Print exactly, and only, the lines running from the line containing "of the tall" through the end of the records below.

Stored dataset items

** begin **

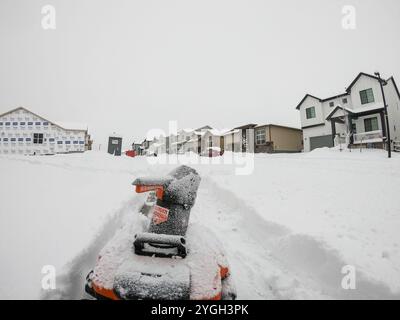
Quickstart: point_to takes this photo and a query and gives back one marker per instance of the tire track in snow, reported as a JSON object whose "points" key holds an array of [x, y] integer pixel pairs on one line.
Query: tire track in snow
{"points": [[267, 260], [70, 284]]}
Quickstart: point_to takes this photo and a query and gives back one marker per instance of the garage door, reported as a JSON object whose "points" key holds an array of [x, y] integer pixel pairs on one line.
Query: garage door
{"points": [[321, 141]]}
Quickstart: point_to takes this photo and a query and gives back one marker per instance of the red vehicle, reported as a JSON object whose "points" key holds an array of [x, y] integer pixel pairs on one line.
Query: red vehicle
{"points": [[130, 153]]}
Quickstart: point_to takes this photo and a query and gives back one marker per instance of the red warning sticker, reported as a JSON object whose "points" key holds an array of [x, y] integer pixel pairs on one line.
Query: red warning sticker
{"points": [[160, 214]]}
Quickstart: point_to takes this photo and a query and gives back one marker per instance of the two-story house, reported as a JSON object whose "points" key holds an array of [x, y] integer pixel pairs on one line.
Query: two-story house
{"points": [[353, 118]]}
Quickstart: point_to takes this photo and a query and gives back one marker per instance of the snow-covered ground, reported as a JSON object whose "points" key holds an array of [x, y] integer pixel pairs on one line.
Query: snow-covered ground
{"points": [[288, 228]]}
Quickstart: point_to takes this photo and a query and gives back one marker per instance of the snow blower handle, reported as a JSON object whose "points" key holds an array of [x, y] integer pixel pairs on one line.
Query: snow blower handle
{"points": [[150, 184]]}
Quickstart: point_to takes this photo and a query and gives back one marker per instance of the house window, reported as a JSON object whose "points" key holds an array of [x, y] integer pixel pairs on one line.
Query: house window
{"points": [[371, 124], [38, 138], [260, 136], [310, 113], [367, 96]]}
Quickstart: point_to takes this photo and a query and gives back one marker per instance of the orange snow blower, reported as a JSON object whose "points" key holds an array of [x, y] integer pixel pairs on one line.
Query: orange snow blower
{"points": [[160, 255]]}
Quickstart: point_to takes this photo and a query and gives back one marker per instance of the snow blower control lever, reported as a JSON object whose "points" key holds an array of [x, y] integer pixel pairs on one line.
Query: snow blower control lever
{"points": [[176, 195]]}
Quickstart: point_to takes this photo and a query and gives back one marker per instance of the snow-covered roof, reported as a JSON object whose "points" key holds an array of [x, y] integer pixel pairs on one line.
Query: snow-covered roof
{"points": [[218, 132], [187, 130], [158, 144], [72, 125], [370, 107], [115, 135], [231, 132]]}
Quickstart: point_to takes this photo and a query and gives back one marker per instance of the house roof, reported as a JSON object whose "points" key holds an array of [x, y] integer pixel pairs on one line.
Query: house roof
{"points": [[206, 127], [360, 110], [358, 77], [61, 125], [348, 89], [277, 125], [73, 125], [395, 86], [246, 126], [305, 97]]}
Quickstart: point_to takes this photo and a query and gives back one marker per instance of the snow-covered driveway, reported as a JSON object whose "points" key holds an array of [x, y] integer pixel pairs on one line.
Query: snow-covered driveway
{"points": [[288, 228]]}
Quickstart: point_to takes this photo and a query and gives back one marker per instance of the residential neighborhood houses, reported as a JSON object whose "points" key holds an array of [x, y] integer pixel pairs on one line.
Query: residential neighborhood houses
{"points": [[268, 138], [24, 132], [355, 118]]}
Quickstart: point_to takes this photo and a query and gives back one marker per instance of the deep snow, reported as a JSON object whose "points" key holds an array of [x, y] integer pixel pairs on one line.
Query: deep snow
{"points": [[288, 228]]}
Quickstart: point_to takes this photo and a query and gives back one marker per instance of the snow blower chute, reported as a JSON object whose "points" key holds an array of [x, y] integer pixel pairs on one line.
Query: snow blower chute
{"points": [[168, 259]]}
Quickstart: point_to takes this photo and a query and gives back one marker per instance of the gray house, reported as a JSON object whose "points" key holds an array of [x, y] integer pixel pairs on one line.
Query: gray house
{"points": [[115, 145]]}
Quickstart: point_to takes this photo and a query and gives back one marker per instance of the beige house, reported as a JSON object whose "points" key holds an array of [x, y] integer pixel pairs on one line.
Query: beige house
{"points": [[271, 138]]}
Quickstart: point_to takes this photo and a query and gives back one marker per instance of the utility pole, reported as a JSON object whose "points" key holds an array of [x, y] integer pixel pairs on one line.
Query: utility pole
{"points": [[386, 115]]}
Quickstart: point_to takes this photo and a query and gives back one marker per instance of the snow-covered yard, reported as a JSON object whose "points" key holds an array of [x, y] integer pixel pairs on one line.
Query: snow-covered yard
{"points": [[288, 228]]}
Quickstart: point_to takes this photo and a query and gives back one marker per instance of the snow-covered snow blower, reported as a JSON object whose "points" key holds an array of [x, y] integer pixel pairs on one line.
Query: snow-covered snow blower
{"points": [[168, 259]]}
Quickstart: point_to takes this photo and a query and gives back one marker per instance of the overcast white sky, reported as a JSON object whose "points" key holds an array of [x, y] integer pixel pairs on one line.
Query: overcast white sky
{"points": [[129, 66]]}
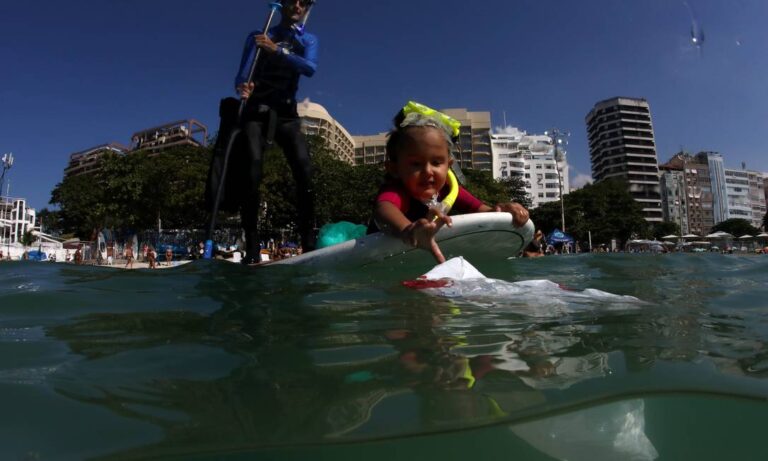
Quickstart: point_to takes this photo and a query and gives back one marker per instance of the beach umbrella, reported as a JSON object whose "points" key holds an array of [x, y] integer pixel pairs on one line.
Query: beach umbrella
{"points": [[718, 235]]}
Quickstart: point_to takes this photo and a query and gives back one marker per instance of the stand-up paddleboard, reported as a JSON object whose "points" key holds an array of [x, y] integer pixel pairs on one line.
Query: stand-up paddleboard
{"points": [[489, 236]]}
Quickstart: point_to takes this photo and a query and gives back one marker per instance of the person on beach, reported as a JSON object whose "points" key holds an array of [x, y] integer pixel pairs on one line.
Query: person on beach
{"points": [[128, 256], [418, 162], [270, 113], [536, 247], [151, 258]]}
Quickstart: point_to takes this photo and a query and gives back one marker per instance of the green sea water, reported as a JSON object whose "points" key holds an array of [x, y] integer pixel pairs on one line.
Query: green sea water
{"points": [[215, 361]]}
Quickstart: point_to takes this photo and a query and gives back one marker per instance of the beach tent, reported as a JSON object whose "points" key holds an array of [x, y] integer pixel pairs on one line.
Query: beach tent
{"points": [[558, 236]]}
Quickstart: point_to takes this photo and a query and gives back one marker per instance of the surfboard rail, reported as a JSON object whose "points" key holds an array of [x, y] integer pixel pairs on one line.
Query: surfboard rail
{"points": [[475, 235]]}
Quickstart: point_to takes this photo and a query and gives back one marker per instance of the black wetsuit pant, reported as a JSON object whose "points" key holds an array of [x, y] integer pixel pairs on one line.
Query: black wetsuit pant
{"points": [[289, 137]]}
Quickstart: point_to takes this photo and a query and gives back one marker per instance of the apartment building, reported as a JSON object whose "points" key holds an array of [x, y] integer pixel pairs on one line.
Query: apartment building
{"points": [[315, 120], [622, 145], [533, 158], [686, 191], [89, 160]]}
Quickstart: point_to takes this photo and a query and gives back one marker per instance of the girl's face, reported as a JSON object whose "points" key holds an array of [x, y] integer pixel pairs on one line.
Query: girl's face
{"points": [[422, 165]]}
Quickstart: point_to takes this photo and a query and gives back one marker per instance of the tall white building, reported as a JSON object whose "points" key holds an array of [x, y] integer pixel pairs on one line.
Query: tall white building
{"points": [[315, 120], [531, 157], [16, 219]]}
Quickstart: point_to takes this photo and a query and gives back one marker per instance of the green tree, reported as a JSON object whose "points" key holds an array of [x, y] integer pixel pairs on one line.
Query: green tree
{"points": [[605, 209], [132, 191], [736, 227], [81, 202], [658, 230]]}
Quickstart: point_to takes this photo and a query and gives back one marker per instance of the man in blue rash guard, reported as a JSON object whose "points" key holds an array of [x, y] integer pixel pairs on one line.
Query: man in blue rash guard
{"points": [[288, 52]]}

** end **

_Exercise response_.
Quickstart: point_to takes this photo and a query and gives back one marker per instance of the tall white building, reported as a JSON object whose "points" key holds an array of [x, y] integer pixel pairs on one line.
Query: tall white building
{"points": [[315, 120], [531, 157], [16, 219]]}
Quickstart: point_to takes this photo and a query and gives back one marker per instance of the green tree, reported as a JSON object whose "points" key holds an array of [x, y] integer pixel pairs on one line.
Query: green tree
{"points": [[605, 209], [132, 191], [736, 227], [81, 202], [658, 230]]}
Quickstart: point_to takes this photo and a query and gives back one marker per instance of the man in blue rash guard, reported as a JSON object whose "points" key holds an array of [x, y] integer pixel pairs on one line.
Query: man in blue rash guard
{"points": [[288, 52]]}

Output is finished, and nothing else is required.